**Énoncé de tâche:**
D'après le texte sur les scribes égyptiens, quelle part des anciens Égyptiens savait lire et écrire ?

**Document source:**
Une nouvelle étude archéologique sur des restes momifiés de scribes égyptiens nous offre
un aperçu inédit de leur quotidien.
Les Egyptiens de l’Antiquité documentaient tout, des prières aux proclamations, en passant
par les taxes. Il semble que le travail de tout prendre en note ait même laissé des marques
sur les os des scribes.
D’après une nouvelle étude publiée dans Scientific Reports, des traces de blessures
professionnelles sont visibles sur les os de scribes égyptiens enterrés il y a plus de 4 000 ans –
notamment des chevilles aplaties dues à des décennies de position assise en tailleur et de
possibles blessures à la mâchoire dues au rongement des « pinceaux » en roseau utilisés par
ces consciencieux documentalistes.
Bien que leur civilisation millénaire le long du Nil ait dépendu de l’alphabétisation pour gérer
leur vaste bureaucratie, on estime que moins de 1 % des anciens Egyptiens savaient lire et
écrire, explique Veronika Dulíková, égyptologue à l’Université Charles de Pragues et co-
autrice de la nouvelle étude.

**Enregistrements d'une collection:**
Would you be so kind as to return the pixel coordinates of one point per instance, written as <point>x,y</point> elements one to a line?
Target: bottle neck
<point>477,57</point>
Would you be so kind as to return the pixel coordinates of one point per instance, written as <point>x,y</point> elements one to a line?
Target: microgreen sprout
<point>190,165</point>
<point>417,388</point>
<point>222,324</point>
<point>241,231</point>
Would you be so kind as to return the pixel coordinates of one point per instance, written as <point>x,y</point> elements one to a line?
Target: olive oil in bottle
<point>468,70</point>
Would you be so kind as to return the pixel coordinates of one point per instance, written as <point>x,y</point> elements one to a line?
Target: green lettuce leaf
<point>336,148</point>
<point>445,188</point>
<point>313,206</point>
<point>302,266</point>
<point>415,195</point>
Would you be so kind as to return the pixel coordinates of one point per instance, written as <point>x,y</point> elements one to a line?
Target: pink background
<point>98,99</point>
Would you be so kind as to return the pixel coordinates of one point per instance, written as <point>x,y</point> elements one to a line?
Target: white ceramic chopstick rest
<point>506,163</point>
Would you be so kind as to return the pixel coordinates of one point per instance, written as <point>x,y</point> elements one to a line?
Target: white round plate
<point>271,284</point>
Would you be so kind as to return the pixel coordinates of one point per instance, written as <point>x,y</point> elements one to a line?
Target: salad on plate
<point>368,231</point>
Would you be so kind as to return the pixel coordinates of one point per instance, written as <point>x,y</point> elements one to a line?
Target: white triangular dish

--

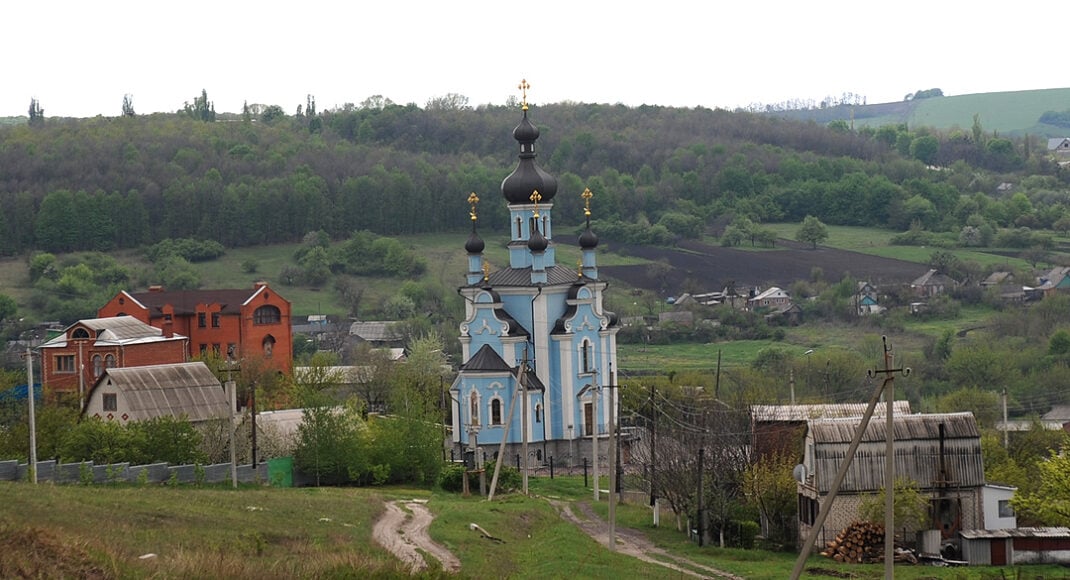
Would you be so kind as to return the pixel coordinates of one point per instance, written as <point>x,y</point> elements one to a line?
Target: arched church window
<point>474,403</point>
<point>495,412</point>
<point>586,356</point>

**Réponse rédigée:**
On estime que moins de 1 % des anciens Égyptiens savaient lire et écrire.